**EXTRAIT ÉTUDIÉ**
* * *
À tel point que, pour Lénine,
l’instabilité du gouvernement « se
manifestera fatalement à l’une ou
l’autre occasion ». Et de conclure,
à quelques mois de la Révolution
d’Octobre, que « par bonds et par
chocs, la situation évolue cependant
de telle sorte que le passage
du pouvoir aux soviets, depuis
longtemps préconisé par notre
parti, sera enfin réalisé ».
L’expérience de 1917 a représenté
une rupture tant avec les
fantasmes d’un « grand soir » qui
allait faire instantanément passer
du pouvoir de la bourgeoisie
à celui du prolétariat, qu’avec l’illusion
d’un gouvernement réformiste
qui allait transformer peu
à peu l’État en instrument aux
mains de la classe ouvrière. Le
temps de dualité de pouvoirs, de
cohabitation entre un gouvernement
bourgeois et des organes
de pouvoir ouvrier, est nécessaire,
car il ne peut y avoir de
transfert instantané du pouvoir
de l’un à l’autre. Mais il ne peut
être que court, car la contradiction
se résout forcément par la
disparition de l’un face à l’autre.
* * *
**QUESTIONS**
1/ Relevez tous les passages placés entre guillemets dans l'extrait sur la dualité de pouvoirs.
2/ Répondez aux questions suivantes d'après l'extrait sur la dualité de pouvoirs.
(a) Selon Lénine, qu'est-ce qui « se manifestera fatalement à l'une ou l'autre occasion » ?
(b) Quelles deux instances cohabitent pendant le temps de dualité de pouvoirs ?
(c) Selon l'extrait, par quoi la contradiction se résout-elle forcément ?

**ENREGISTREMENTS DE DONNÉES**
* * *
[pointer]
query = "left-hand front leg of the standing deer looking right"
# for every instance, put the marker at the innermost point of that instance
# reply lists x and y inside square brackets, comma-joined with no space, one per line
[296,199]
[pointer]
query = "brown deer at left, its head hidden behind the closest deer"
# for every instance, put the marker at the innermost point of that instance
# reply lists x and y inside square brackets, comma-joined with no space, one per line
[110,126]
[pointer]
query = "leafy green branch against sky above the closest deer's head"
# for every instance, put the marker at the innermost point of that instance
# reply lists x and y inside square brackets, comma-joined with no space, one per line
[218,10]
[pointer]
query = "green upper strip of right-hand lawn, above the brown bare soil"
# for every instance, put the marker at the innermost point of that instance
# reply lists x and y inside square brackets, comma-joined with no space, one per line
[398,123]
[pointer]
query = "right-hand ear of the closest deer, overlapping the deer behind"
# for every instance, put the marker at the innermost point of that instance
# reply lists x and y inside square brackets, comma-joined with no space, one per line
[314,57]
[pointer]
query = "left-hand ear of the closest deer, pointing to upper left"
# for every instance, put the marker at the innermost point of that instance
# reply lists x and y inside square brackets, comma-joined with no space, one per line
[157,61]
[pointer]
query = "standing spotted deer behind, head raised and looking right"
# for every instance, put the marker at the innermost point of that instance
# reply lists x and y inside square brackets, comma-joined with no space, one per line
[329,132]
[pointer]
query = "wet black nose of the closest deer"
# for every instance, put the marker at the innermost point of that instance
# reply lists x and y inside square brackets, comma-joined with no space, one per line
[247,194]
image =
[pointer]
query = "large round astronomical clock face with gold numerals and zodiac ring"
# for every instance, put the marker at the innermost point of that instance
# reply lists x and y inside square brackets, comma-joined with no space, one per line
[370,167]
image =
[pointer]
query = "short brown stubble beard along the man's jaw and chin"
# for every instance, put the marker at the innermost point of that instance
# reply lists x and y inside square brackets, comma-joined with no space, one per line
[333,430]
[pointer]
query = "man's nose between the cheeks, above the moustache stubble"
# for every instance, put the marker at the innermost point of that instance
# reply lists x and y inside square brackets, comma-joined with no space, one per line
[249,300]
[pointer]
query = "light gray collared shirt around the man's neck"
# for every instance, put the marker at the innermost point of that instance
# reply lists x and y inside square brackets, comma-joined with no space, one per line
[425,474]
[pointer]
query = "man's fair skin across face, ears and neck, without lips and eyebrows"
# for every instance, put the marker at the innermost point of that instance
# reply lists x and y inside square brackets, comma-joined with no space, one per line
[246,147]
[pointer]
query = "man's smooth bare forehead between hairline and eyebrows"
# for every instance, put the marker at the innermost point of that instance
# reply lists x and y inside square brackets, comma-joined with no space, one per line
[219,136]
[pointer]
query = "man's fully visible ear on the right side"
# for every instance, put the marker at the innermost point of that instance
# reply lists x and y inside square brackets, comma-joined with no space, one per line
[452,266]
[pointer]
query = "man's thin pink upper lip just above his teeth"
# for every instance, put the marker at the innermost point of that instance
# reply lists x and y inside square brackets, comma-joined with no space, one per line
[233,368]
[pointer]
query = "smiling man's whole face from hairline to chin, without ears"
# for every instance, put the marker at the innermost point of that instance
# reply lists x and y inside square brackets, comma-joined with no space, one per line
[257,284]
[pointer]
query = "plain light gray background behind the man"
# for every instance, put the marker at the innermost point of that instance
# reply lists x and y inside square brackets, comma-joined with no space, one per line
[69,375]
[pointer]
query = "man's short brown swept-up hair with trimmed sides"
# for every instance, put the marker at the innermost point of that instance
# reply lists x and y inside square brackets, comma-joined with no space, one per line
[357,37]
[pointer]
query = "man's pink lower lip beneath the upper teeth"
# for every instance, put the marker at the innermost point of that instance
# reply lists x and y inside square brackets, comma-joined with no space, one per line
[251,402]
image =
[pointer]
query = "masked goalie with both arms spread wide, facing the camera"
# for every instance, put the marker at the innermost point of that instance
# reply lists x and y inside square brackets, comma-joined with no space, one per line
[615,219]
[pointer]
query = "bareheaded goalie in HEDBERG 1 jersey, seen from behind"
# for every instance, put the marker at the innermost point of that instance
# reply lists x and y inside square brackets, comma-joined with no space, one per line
* * *
**RÉPONSES PAR QUESTION**
1/
« se manifestera fatalement à l'une ou l'autre occasion »
« par bonds et par chocs, la situation évolue cependant de telle sorte que le passage du pouvoir aux soviets, depuis longtemps préconisé par notre parti, sera enfin réalisé »
« grand soir »

2/
(a) L'instabilité du gouvernement.
(b) Un gouvernement bourgeois et des organes de pouvoir ouvrier.
(c) Par la disparition de l'un face à l'autre.